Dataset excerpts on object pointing
-- begin --

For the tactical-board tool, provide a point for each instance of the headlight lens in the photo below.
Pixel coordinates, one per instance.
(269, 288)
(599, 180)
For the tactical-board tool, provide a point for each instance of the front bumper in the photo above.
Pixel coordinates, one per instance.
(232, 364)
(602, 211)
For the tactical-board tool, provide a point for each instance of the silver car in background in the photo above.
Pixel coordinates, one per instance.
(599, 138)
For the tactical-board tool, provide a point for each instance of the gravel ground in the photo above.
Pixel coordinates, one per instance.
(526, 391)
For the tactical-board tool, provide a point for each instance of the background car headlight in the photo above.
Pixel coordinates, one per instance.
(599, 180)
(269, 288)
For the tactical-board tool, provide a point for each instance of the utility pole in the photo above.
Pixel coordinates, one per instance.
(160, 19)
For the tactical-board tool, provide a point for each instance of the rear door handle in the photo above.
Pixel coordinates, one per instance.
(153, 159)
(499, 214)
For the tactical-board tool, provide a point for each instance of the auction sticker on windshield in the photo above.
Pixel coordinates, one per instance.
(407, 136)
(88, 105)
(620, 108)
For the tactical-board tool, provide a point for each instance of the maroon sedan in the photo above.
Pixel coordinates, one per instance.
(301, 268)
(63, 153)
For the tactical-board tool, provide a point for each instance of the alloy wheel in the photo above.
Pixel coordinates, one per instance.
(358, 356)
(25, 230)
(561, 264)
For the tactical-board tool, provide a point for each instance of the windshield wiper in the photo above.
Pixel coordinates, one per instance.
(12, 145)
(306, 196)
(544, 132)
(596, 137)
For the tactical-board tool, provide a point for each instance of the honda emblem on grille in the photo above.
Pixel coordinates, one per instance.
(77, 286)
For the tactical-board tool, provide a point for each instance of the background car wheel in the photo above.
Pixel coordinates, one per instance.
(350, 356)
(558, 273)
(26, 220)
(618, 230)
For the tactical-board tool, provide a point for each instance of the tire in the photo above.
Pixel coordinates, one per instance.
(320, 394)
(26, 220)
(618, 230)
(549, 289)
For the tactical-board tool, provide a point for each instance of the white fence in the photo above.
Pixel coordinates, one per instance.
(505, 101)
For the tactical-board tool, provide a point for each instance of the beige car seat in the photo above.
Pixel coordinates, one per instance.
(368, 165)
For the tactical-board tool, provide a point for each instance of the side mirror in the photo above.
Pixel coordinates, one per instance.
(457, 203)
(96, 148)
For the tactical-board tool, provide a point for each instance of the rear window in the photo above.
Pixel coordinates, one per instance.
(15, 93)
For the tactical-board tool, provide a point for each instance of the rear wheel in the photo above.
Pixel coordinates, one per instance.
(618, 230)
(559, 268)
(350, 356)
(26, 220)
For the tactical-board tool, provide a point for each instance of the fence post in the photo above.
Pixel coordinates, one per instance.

-- end --

**WORK TO BE COMPLETED:** Beginning at the line that holds "seat in the photo above.", reproduce each line of the records above down to and including the last one.

**TASK SOLUTION:**
For the tactical-board tool, provide a point for each instance of the beige car seat in the photo above.
Pixel coordinates, one per instance.
(368, 165)
For the tactical-board tool, provide a point for each instance of the side mirror in the photo above.
Pixel coordinates, one per instance.
(457, 203)
(96, 148)
For the tactical-board tool, provide a point for each instance of the rear window in the photo above.
Pixel coordinates, one per instance.
(15, 93)
For the tactical-board tool, provide a point for each instance of the rear wheel in the photo above.
Pixel coordinates, one per instance.
(618, 230)
(559, 268)
(350, 356)
(26, 220)
For the tactical-board tool, provide a point for each instance of the fence post in the photo above.
Pixel coordinates, one per instance.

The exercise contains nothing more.